[BEGIN]
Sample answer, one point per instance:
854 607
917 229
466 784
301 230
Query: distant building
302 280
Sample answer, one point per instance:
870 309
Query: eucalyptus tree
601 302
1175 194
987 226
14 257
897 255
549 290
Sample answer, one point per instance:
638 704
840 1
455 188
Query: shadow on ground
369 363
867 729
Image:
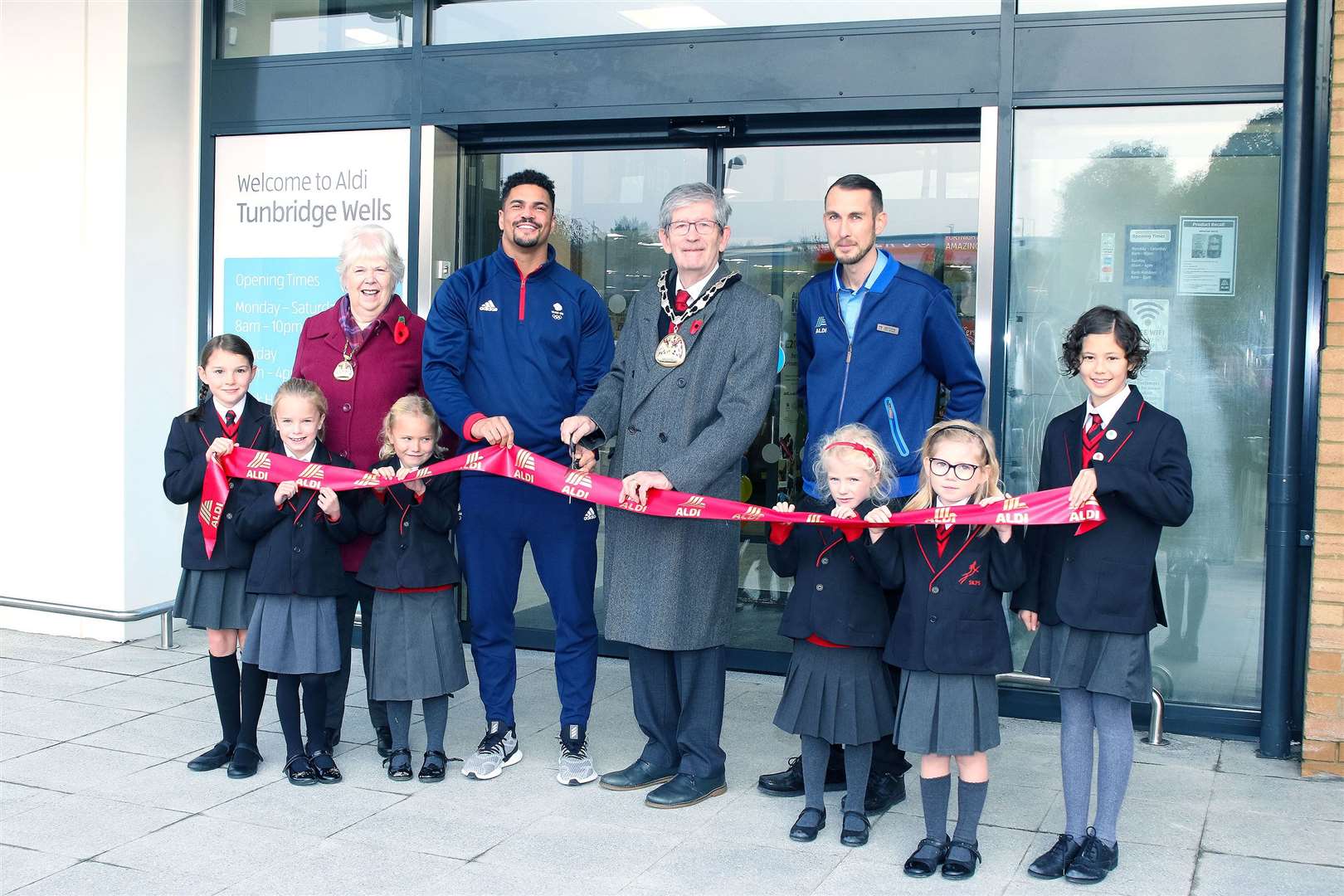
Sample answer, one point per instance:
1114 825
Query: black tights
314 711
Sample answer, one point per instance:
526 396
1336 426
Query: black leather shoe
962 860
244 762
325 767
1093 863
399 765
214 758
686 790
300 772
789 782
851 835
435 766
1054 861
926 857
884 791
637 776
806 833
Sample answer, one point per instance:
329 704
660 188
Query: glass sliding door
1170 214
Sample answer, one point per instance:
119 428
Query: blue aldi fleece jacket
531 349
886 373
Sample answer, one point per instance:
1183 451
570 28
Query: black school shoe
789 782
926 857
962 860
1094 860
1054 861
214 758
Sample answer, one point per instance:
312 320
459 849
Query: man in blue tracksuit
515 343
875 342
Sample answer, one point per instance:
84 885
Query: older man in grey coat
693 379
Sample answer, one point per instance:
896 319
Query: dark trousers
499 518
338 685
679 705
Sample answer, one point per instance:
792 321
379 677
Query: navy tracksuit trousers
499 518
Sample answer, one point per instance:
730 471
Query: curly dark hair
1099 320
527 176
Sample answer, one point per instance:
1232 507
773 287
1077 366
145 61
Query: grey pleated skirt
417 646
1098 661
841 694
947 715
293 635
214 599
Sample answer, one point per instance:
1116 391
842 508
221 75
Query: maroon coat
355 409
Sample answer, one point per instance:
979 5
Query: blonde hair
879 464
407 405
300 388
967 433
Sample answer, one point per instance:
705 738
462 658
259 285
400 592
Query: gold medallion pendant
671 351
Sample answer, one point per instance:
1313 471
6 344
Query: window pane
485 21
283 27
606 217
1170 214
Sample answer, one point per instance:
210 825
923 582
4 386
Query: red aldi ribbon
1038 508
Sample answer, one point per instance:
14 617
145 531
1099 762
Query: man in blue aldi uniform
875 342
516 343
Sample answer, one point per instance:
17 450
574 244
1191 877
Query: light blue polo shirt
851 299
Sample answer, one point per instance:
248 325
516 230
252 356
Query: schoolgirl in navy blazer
413 542
951 617
297 547
184 473
1107 579
838 590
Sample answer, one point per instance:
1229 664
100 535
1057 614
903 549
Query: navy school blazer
1107 579
951 617
413 538
297 547
838 590
184 472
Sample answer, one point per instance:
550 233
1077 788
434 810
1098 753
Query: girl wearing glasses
951 637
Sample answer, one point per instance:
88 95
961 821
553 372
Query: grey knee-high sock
816 752
858 761
971 802
933 794
1075 748
399 722
436 722
1114 759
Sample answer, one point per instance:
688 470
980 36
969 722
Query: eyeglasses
683 227
962 472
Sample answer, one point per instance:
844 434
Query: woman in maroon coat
364 353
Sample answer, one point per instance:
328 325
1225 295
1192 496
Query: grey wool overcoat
672 583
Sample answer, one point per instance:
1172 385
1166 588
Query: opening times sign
284 206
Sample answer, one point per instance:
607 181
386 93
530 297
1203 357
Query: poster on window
284 204
1207 257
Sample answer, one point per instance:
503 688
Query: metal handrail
163 610
1155 718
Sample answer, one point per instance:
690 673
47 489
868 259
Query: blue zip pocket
902 449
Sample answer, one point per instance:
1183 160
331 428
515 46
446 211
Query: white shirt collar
698 286
1108 409
236 409
307 457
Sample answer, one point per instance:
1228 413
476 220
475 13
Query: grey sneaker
576 765
498 748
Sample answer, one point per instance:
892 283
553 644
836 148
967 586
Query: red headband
862 449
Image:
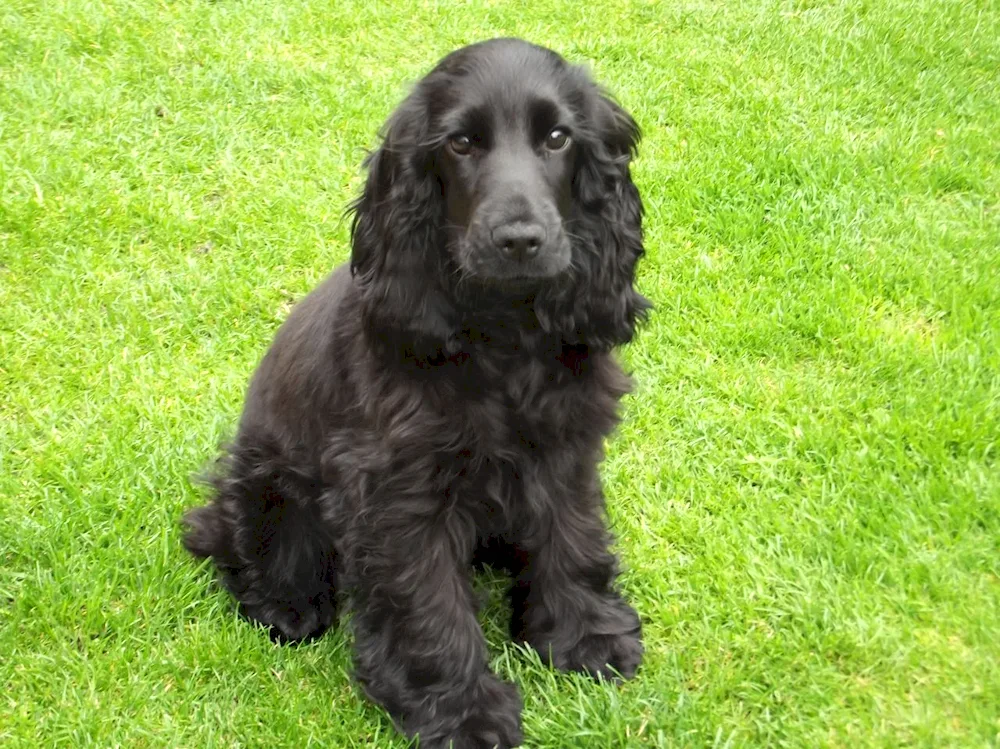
[END]
# [Instructions to follow]
Count the lines of the listing above that contain the string "tracksuit", with case counting, and reply with the number alone.

# [Final result]
2